* Texte fourni *
Je précise que nos observations se sont faites sur 2056 bureaux de vote sur les quelque 15 000 que comptait le pays. Donc les résultats que je donne ici sont en fonction des bureaux que nos observateurs ont pu couvrir. Lorsque nous avons constaté ces incidents nous avons pu entrer en contact direct avec les autorités en place qui ont essayé de résoudre les problèmes sur le terrain. L’objectif de notre intervention est, une fois le constat établi, de trouver une solution, pour faire nous avons interagi avec la CENI (commission nationale électorale) ou avec le ministère de l’Organisation des Territoires.

Que dire du dépouillement ?

Le dépouillement s’est déroulé dans de bonnes conditions. Dans certains endroits nos observateurs ont tout de même étaient empêchés de suivre le processus. C’est le cas dans la commune de Dixinn à Conakry.

Les publications anticipées des résultats par certaines formations politiques respectent-elles la procédure ? Cellou Dalein Diallo s’est déclaré vainqueur avant même les résultats prononcés par la Ceni et la Cour constitutionnelle. La Guinée se dirige-t-elle vers une crise ?

Données de masques de segmentation:

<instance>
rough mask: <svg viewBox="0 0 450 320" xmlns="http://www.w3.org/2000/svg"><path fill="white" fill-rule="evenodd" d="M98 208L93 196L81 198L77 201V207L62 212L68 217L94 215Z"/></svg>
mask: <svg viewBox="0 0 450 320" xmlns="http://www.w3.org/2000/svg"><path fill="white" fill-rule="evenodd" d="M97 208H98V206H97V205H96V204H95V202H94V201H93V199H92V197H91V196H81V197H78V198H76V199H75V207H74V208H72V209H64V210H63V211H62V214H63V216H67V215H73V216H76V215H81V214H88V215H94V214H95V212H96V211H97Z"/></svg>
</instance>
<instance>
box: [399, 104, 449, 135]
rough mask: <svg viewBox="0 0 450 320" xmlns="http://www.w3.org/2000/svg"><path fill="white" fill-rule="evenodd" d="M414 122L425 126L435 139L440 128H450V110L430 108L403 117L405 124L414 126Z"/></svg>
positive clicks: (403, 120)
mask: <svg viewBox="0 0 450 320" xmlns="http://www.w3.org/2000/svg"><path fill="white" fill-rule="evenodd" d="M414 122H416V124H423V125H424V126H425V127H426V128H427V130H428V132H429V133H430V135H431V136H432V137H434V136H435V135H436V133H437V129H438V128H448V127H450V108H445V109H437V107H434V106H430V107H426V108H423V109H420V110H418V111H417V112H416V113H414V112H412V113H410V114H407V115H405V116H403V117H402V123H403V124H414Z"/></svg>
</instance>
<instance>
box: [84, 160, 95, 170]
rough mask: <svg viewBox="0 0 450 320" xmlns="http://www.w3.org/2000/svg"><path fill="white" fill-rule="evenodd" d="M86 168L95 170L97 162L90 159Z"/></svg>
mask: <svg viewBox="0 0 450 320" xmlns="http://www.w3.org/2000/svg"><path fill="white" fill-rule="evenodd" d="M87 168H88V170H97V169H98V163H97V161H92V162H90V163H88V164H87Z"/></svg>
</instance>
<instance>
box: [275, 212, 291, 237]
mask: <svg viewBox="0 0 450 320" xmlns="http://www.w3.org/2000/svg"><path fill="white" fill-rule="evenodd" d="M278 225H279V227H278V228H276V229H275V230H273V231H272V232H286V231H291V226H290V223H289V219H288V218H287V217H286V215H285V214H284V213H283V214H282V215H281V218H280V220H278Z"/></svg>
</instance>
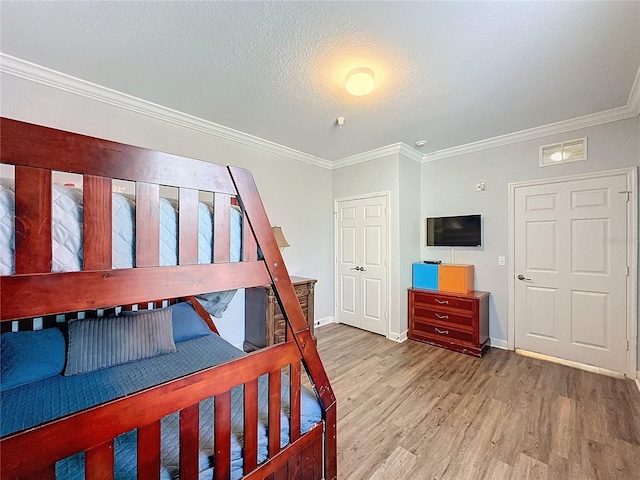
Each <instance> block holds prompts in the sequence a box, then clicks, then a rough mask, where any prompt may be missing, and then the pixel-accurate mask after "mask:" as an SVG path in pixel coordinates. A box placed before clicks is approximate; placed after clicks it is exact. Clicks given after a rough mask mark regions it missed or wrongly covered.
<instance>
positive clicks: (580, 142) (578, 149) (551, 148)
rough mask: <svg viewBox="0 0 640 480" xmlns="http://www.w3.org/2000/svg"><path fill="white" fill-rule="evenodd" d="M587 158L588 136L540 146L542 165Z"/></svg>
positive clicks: (540, 154)
mask: <svg viewBox="0 0 640 480" xmlns="http://www.w3.org/2000/svg"><path fill="white" fill-rule="evenodd" d="M586 159H587V137H584V138H578V139H576V140H569V141H567V142H562V143H555V144H553V145H544V146H542V147H540V166H541V167H547V166H549V165H558V164H560V163H567V162H579V161H580V160H586Z"/></svg>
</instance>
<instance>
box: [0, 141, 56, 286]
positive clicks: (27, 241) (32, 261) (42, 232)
mask: <svg viewBox="0 0 640 480" xmlns="http://www.w3.org/2000/svg"><path fill="white" fill-rule="evenodd" d="M2 149H3V150H4V144H3V145H2ZM15 175H16V184H15V189H16V230H15V235H16V237H15V238H16V273H47V272H51V263H52V255H53V253H52V247H51V245H52V244H51V242H52V240H51V171H50V170H43V169H41V168H31V167H20V166H17V167H16V170H15Z"/></svg>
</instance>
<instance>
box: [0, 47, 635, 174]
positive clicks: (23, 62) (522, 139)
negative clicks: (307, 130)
mask: <svg viewBox="0 0 640 480" xmlns="http://www.w3.org/2000/svg"><path fill="white" fill-rule="evenodd" d="M0 72H2V73H6V74H8V75H12V76H15V77H19V78H22V79H25V80H28V81H31V82H35V83H39V84H42V85H47V86H49V87H52V88H56V89H58V90H62V91H65V92H68V93H72V94H74V95H79V96H82V97H85V98H89V99H92V100H97V101H99V102H102V103H105V104H108V105H112V106H115V107H117V108H122V109H125V110H129V111H131V112H135V113H138V114H140V115H145V116H147V117H150V118H155V119H157V120H162V121H165V122H168V123H171V124H174V125H178V126H181V127H184V128H189V129H191V130H195V131H198V132H202V133H205V134H207V135H212V136H215V137H219V138H224V139H226V140H230V141H233V142H236V143H239V144H243V145H247V146H250V147H253V148H256V149H259V150H263V151H266V152H269V153H273V154H276V155H279V156H283V157H287V158H291V159H294V160H298V161H301V162H304V163H307V164H310V165H315V166H317V167H321V168H326V169H329V170H335V169H338V168H343V167H347V166H350V165H355V164H357V163H363V162H368V161H370V160H375V159H377V158H382V157H385V156H389V155H398V154H401V155H404V156H406V157H408V158H410V159H412V160H414V161H416V162H421V163H424V162H432V161H436V160H442V159H445V158H450V157H456V156H459V155H464V154H468V153H474V152H479V151H482V150H488V149H491V148H496V147H501V146H505V145H510V144H513V143H518V142H522V141H526V140H533V139H536V138H541V137H545V136H548V135H554V134H558V133H566V132H570V131H572V130H578V129H580V128H586V127H593V126H596V125H602V124H605V123H610V122H615V121H618V120H625V119H628V118H633V117H636V116H638V115H640V69H639V70H638V73H637V74H636V78H635V81H634V84H633V87H632V89H631V92H630V94H629V98H628V100H627V104H626V105H625V106H623V107H618V108H613V109H611V110H605V111H603V112H598V113H594V114H589V115H584V116H582V117H577V118H572V119H569V120H564V121H561V122H556V123H552V124H549V125H543V126H540V127H535V128H530V129H528V130H522V131H519V132H514V133H509V134H506V135H500V136H498V137H493V138H488V139H485V140H480V141H477V142H472V143H467V144H465V145H459V146H456V147H452V148H446V149H443V150H438V151H435V152H431V153H425V154H424V155H423V154H422V153H420V152H418V151H417V150H415V149H414V148H412V147H410V146H408V145H407V144H405V143H402V142H399V143H394V144H391V145H387V146H384V147H380V148H376V149H374V150H369V151H367V152H363V153H359V154H356V155H352V156H350V157H345V158H342V159H339V160H336V161H333V162H332V161H330V160H325V159H323V158H320V157H316V156H314V155H310V154H308V153H304V152H301V151H299V150H295V149H293V148H290V147H286V146H284V145H280V144H277V143H274V142H271V141H269V140H265V139H263V138H259V137H256V136H253V135H250V134H248V133H244V132H241V131H239V130H234V129H232V128H229V127H225V126H223V125H219V124H217V123H213V122H209V121H207V120H203V119H201V118H198V117H195V116H193V115H188V114H186V113H182V112H179V111H177V110H173V109H171V108H168V107H163V106H162V105H158V104H156V103H152V102H149V101H147V100H142V99H140V98H137V97H134V96H132V95H127V94H125V93H122V92H118V91H116V90H112V89H110V88H106V87H103V86H100V85H96V84H94V83H91V82H88V81H86V80H81V79H79V78H76V77H73V76H71V75H67V74H64V73H61V72H58V71H56V70H52V69H49V68H46V67H43V66H41V65H37V64H35V63H31V62H28V61H26V60H22V59H19V58H16V57H13V56H11V55H7V54H4V53H2V52H0Z"/></svg>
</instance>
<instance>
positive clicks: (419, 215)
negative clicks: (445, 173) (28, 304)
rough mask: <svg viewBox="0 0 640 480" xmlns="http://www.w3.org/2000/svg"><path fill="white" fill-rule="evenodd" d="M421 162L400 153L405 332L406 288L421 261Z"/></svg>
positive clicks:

* Description du problème *
Relevez, s'il vous plaît, toutes les institutions nommées dans le texte sur l'observation du scrutin.

* Résultat *
CENI (commission nationale électorale)
ministère de l'Organisation des Territoires
Cour constitutionnelle